> _Work required_
Every record here needs to be written out again exactly.

========================================

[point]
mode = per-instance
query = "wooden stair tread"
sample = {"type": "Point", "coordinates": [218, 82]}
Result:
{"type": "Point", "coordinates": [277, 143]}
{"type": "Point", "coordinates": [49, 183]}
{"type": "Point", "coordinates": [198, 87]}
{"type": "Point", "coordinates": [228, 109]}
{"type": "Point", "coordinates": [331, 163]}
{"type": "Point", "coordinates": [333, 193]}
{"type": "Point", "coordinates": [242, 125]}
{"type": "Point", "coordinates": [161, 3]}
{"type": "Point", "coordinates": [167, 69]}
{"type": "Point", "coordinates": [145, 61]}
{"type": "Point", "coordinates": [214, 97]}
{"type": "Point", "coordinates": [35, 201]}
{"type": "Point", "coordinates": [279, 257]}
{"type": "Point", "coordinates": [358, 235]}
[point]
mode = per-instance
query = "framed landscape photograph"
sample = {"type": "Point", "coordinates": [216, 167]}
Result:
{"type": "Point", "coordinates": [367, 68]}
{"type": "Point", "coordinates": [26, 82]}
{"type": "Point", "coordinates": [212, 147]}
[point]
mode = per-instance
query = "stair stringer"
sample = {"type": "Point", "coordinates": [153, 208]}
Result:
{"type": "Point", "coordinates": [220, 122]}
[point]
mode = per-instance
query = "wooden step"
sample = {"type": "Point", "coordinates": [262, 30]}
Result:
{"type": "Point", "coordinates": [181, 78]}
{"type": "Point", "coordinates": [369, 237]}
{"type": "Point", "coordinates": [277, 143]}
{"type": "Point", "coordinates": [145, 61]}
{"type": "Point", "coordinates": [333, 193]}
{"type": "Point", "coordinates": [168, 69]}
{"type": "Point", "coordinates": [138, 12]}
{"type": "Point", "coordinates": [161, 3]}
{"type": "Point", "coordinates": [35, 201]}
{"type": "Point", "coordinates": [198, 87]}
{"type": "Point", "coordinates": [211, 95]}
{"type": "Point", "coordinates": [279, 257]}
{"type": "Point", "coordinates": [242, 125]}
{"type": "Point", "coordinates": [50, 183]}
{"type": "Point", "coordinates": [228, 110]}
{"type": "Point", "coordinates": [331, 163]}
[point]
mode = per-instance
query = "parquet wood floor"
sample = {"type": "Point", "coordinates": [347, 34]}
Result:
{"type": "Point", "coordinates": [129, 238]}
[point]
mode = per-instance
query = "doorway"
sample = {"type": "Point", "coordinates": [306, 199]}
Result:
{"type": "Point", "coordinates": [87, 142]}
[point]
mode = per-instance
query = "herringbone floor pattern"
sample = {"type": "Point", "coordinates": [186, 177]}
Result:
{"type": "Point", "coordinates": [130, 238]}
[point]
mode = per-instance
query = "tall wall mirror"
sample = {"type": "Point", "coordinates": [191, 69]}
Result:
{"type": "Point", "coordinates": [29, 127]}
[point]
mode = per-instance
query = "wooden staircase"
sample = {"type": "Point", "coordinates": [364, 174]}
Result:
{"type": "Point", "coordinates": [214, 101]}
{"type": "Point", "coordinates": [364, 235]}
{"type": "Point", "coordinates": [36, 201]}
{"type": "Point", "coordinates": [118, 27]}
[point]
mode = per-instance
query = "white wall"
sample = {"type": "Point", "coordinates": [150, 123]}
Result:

========================================

> _The completed task_
[point]
mode = per-instance
query = "wooden stair tread"
sample = {"type": "Point", "coordinates": [218, 82]}
Result:
{"type": "Point", "coordinates": [277, 143]}
{"type": "Point", "coordinates": [49, 183]}
{"type": "Point", "coordinates": [198, 87]}
{"type": "Point", "coordinates": [228, 109]}
{"type": "Point", "coordinates": [331, 163]}
{"type": "Point", "coordinates": [333, 193]}
{"type": "Point", "coordinates": [242, 125]}
{"type": "Point", "coordinates": [161, 3]}
{"type": "Point", "coordinates": [167, 69]}
{"type": "Point", "coordinates": [145, 61]}
{"type": "Point", "coordinates": [214, 97]}
{"type": "Point", "coordinates": [35, 201]}
{"type": "Point", "coordinates": [279, 257]}
{"type": "Point", "coordinates": [358, 235]}
[point]
mode = per-instance
query = "framed landscape photograph"
sample = {"type": "Point", "coordinates": [216, 167]}
Result:
{"type": "Point", "coordinates": [367, 68]}
{"type": "Point", "coordinates": [26, 82]}
{"type": "Point", "coordinates": [212, 147]}
[point]
mode = per-instance
query = "stair stringer"
sample = {"type": "Point", "coordinates": [153, 208]}
Result:
{"type": "Point", "coordinates": [220, 122]}
[point]
mode = per-instance
query = "wooden step"
sample = {"type": "Point", "coordinates": [262, 30]}
Result:
{"type": "Point", "coordinates": [181, 78]}
{"type": "Point", "coordinates": [369, 237]}
{"type": "Point", "coordinates": [277, 143]}
{"type": "Point", "coordinates": [145, 61]}
{"type": "Point", "coordinates": [333, 193]}
{"type": "Point", "coordinates": [168, 69]}
{"type": "Point", "coordinates": [138, 12]}
{"type": "Point", "coordinates": [161, 3]}
{"type": "Point", "coordinates": [35, 201]}
{"type": "Point", "coordinates": [198, 87]}
{"type": "Point", "coordinates": [211, 95]}
{"type": "Point", "coordinates": [279, 257]}
{"type": "Point", "coordinates": [242, 125]}
{"type": "Point", "coordinates": [50, 183]}
{"type": "Point", "coordinates": [228, 110]}
{"type": "Point", "coordinates": [331, 163]}
[point]
mode = per-instance
query = "parquet wood floor"
sample = {"type": "Point", "coordinates": [347, 34]}
Result:
{"type": "Point", "coordinates": [129, 238]}
[point]
mode = per-instance
query = "doorway"
sample = {"type": "Point", "coordinates": [306, 199]}
Result:
{"type": "Point", "coordinates": [87, 142]}
[point]
mode = per-instance
query = "herringbone floor pattern"
sample = {"type": "Point", "coordinates": [186, 177]}
Result:
{"type": "Point", "coordinates": [130, 238]}
[point]
mode = per-instance
query = "tall wall mirror"
sample = {"type": "Point", "coordinates": [191, 69]}
Result:
{"type": "Point", "coordinates": [29, 127]}
[point]
mode = per-instance
query = "wooden staircase"
sample = {"type": "Point", "coordinates": [364, 174]}
Result:
{"type": "Point", "coordinates": [214, 101]}
{"type": "Point", "coordinates": [364, 235]}
{"type": "Point", "coordinates": [36, 201]}
{"type": "Point", "coordinates": [118, 27]}
[point]
mode = per-instance
query = "white wall"
sample = {"type": "Point", "coordinates": [150, 123]}
Result:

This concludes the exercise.